__REQUIRED WORK__
When the line containing "Task: For every instance of the blue sky" is reached, begin transcribing. Continue exactly through the final line of the listing, and return nothing else.

__THE INPUT__

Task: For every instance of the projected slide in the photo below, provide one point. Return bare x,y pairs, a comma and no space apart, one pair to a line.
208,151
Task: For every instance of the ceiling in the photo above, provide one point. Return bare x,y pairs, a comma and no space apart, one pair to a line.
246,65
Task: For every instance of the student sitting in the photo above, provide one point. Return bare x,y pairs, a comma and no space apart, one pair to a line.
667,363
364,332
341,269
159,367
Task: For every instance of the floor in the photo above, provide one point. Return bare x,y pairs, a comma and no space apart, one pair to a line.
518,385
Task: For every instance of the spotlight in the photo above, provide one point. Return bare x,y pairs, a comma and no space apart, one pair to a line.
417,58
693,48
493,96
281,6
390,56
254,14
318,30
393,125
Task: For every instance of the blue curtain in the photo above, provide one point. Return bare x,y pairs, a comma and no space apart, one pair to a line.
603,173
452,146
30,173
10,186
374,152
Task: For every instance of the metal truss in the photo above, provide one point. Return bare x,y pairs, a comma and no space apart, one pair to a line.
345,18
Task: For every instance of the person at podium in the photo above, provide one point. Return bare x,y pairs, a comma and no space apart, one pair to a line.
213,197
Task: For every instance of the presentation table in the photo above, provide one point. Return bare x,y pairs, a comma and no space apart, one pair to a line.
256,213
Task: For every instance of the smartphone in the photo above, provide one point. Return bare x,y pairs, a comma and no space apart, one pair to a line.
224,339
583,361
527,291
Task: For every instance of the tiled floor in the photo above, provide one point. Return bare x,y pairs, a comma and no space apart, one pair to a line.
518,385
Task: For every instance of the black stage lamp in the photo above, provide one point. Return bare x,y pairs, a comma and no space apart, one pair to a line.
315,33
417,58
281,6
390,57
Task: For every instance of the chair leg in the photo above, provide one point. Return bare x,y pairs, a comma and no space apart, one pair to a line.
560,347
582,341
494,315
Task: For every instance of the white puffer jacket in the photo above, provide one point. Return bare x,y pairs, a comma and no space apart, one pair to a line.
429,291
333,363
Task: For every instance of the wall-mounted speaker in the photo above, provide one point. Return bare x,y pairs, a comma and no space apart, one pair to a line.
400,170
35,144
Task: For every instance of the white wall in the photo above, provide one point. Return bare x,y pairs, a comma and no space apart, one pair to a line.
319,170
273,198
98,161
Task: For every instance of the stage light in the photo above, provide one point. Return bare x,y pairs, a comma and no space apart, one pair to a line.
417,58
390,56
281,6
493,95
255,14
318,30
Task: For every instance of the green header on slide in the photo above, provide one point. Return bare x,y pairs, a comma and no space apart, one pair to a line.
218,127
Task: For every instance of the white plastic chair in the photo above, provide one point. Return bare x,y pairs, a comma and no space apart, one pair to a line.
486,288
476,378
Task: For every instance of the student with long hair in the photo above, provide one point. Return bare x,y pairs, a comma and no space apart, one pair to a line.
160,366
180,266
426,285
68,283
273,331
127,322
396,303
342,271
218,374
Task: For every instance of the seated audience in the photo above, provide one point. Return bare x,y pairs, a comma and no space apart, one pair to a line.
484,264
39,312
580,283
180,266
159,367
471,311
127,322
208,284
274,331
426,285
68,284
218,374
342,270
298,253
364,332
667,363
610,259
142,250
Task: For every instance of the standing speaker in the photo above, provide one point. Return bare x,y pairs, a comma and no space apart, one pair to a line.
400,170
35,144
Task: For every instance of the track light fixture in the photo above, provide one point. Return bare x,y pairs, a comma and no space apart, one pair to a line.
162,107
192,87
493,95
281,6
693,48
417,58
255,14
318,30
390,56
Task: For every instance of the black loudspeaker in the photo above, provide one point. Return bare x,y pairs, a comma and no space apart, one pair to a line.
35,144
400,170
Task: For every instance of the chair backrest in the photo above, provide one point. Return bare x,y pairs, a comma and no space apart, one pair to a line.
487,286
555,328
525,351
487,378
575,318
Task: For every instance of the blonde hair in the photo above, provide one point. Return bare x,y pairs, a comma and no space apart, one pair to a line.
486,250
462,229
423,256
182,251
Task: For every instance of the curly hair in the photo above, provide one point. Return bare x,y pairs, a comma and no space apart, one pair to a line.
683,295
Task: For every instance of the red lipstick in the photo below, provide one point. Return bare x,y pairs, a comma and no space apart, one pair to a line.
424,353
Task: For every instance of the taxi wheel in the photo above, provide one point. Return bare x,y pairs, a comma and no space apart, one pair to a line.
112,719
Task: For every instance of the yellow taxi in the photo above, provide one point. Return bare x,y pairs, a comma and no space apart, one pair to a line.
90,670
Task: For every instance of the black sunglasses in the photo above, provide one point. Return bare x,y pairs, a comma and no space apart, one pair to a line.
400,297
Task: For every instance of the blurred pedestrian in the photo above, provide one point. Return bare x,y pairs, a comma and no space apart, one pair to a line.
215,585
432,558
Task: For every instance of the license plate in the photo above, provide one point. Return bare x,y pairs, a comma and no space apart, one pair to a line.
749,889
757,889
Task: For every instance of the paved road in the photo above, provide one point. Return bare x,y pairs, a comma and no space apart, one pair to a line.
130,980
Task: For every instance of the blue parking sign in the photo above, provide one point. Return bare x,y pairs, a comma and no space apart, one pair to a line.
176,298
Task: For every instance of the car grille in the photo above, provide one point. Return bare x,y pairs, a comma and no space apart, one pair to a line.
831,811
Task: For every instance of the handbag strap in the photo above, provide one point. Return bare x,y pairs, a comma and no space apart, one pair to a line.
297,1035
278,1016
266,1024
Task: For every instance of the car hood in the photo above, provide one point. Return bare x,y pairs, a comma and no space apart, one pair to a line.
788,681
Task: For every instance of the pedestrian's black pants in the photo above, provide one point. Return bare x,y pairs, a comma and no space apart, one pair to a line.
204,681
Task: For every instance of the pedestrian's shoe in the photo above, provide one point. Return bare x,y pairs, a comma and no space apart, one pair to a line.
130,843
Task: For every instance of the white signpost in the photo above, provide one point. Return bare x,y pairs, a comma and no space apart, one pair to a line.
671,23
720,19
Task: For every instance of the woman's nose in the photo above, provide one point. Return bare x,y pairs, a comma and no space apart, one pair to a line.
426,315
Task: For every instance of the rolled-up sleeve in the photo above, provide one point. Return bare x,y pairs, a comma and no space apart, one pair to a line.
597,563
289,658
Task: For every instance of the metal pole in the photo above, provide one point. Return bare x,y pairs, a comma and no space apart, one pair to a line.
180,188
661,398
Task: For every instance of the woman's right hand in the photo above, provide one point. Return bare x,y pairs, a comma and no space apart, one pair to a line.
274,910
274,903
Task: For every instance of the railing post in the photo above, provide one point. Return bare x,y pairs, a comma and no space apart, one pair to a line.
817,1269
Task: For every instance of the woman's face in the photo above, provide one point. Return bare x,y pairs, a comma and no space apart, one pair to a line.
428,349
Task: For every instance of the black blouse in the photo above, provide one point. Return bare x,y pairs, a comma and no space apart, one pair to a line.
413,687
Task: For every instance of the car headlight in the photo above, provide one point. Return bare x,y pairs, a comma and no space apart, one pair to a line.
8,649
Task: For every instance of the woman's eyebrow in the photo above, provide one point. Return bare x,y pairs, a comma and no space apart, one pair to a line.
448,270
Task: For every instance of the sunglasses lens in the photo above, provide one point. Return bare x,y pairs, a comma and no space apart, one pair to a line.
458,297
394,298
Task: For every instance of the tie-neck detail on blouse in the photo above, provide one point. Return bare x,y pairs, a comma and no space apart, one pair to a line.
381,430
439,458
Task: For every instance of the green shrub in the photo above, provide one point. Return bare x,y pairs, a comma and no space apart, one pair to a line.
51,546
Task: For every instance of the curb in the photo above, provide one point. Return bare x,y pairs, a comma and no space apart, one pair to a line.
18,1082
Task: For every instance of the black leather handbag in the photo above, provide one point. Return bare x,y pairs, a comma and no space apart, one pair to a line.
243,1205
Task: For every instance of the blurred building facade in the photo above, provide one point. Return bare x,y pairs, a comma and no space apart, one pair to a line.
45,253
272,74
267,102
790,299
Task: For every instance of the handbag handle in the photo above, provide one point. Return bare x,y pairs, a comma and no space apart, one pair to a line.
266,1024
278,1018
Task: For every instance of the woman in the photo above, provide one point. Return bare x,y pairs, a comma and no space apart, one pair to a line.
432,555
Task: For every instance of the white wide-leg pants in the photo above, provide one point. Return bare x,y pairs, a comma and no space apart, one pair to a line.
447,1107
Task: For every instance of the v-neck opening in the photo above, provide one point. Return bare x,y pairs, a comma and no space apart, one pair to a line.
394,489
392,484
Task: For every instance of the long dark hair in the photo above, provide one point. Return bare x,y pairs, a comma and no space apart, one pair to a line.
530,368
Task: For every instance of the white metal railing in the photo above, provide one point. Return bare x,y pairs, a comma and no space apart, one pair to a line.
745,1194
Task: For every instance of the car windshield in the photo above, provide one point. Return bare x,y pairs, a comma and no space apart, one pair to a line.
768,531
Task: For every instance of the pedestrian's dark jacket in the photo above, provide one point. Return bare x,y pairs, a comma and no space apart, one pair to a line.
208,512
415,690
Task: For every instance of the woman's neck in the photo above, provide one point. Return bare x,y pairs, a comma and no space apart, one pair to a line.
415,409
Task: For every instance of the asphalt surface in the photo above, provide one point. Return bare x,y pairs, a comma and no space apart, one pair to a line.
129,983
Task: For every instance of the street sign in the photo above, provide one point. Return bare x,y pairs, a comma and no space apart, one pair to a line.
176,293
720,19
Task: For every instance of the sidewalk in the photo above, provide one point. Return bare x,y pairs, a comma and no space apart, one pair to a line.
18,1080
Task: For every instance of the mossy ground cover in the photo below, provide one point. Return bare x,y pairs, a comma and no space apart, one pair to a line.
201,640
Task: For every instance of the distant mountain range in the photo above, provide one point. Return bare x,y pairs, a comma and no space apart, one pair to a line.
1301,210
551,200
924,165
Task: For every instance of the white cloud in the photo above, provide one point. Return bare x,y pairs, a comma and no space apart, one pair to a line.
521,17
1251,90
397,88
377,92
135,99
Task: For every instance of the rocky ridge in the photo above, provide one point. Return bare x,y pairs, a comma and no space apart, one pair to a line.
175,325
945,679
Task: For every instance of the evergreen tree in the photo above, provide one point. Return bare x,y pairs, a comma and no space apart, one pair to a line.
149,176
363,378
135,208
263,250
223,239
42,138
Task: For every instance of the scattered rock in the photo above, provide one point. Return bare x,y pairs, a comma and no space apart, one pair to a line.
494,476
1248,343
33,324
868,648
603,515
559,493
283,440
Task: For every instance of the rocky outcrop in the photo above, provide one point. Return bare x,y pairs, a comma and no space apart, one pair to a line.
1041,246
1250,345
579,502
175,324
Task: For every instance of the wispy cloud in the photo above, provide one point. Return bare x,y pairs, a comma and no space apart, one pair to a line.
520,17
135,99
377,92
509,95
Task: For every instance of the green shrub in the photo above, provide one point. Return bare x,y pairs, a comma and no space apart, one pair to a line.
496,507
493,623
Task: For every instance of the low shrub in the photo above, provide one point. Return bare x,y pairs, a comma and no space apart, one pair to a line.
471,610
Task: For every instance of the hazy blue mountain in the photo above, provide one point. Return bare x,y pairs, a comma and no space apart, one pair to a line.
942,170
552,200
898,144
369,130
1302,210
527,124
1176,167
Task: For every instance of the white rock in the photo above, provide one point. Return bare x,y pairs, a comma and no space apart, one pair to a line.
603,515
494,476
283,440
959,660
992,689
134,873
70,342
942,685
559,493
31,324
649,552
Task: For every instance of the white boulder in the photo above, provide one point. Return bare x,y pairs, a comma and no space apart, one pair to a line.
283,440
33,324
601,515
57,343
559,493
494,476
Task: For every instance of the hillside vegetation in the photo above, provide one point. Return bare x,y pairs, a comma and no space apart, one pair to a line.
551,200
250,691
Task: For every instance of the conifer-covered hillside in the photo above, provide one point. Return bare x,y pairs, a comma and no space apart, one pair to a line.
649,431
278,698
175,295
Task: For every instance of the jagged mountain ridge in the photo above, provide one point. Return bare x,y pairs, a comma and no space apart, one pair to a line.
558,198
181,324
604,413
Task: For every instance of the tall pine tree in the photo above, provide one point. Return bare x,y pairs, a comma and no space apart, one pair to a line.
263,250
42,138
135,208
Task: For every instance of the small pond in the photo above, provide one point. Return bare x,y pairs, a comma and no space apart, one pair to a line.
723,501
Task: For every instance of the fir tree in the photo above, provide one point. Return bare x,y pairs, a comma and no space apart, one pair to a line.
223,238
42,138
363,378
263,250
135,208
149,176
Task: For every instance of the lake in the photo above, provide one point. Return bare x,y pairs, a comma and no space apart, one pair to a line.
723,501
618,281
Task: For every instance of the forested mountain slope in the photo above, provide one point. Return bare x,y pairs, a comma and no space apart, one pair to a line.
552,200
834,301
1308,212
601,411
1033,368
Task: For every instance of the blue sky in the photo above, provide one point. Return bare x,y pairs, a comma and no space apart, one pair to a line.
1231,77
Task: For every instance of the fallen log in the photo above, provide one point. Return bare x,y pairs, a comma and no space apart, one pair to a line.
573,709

__SOLUTION FOR THIS EXERCISE__
Task: For every instance of the blue sky in the photo above, provide one point. Return bare x,y pairs, a comma and no space apart, one pair to a line.
1231,77
Task: For every instance of the fallen log in the photo above, provide one point. Return bare x,y pairs, a comma and no space apart, one pair to a line.
573,709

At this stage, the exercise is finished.